▸ EXTRAIT À LIRE:
--------------------------------

La culture fut longtemps considérée comme une pratique individuelle au Japon et elle ne faisait donc pas l'objet des politiques publiques. Si vous me permettez un exemple tiré de mon expérience personnelle, les enfants japonais de la génération des années 60, dont je fais partie, ont grandi pendant une période de forte croissance économique, à une époque où, contrairement aux enfants d'aujourd'hui qui vont au cours de soutien après l'école, les enfants prenaient tous des cours de piano ou d'harmonium. Que l'on soit fille ou garçon, il était normal de prendre par exemple des leçons de musique. En ce qui me concerne, mes parents ont préféré que je prenne des cours de guitare classique. La pratique d'un instrument de musique était tout à fait banale. Cette pratique culturelle individuelle a permis de faire prospérer les fabricants d'instruments de musique et l'enseignement artistique. L'Etat et les collectivités locales se contentaient d'apporter un soutien aux adultes dans le cadre de la formation permanente pour favoriser la généralisation de cette pratique culturelle.

Ce n'est que beaucoup plus tard que les pouvoirs publics ont apporté un véritable soutien aux activités artistiques et culturelles. Jusque dans les années 90, l'Etat n'utilisait pas le terme de « politique culturelle ».

Quand l'Agence des affaires culturelles, organisation placée sous le contrôle du ministère de l'Education et des Sciences, a été créée en 1968, la culture a été reconnue juridiquement comme un domaine d'intervention légitime de l'administration publique, mais les objectifs de l'Agence se limitaient encore à la protection des biens culturels et des droits d'auteur. Il faut attendre 2001 pour que l'Etat promulgue une loi d'orientation pour la promotion des arts et de la culture.

--------------------------------

▸ EXTRAIT DE DONNÉES:
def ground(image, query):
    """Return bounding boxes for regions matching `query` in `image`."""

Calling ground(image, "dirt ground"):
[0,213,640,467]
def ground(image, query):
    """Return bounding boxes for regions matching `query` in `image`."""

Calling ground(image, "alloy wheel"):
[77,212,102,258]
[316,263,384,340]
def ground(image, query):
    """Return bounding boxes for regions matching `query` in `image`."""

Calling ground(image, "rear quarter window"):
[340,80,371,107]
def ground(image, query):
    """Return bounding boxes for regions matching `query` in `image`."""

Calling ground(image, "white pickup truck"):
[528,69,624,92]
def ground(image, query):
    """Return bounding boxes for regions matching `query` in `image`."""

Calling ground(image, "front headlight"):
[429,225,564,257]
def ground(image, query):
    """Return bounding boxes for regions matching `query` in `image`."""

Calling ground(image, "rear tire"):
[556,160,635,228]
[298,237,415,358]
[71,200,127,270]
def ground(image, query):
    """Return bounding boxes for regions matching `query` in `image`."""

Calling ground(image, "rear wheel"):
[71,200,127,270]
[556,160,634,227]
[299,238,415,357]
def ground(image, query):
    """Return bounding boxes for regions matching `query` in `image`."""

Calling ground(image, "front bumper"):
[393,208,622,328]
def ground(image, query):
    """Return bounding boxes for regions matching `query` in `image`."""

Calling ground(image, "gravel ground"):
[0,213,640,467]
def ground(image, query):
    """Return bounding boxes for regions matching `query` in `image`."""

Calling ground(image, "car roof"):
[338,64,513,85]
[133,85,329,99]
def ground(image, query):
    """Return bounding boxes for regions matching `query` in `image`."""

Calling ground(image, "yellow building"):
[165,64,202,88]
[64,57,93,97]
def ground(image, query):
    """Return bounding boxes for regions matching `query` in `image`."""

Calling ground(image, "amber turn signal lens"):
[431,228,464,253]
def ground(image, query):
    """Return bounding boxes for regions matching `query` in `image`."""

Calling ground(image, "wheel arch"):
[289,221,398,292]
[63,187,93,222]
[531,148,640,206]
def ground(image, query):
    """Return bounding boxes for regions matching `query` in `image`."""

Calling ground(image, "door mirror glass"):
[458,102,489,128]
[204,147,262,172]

--------------------------------

▸ TÂCHES:
A. Répondez à ces questions sur le texte consacré à la culture au Japon :
(i) De quel instrument les parents de la personne qui s'exprime ont-ils préféré qu'elle prenne des cours ?
(ii) En quelle année l'Agence des affaires culturelles a-t-elle été créée ?
(iii) En quelle année l'Etat a-t-il promulgué une loi d'orientation pour la promotion des arts et de la culture ?
B. Combien de lignes des enregistrements contiennent la chaîne « front », en tenant compte de la casse ? Donnez uniquement le nombre.

▸ RÉPONSES PAR TÂCHE:
A.
(i) De la guitare classique.
(ii) En 1968.
(iii) En 2001.

B. 2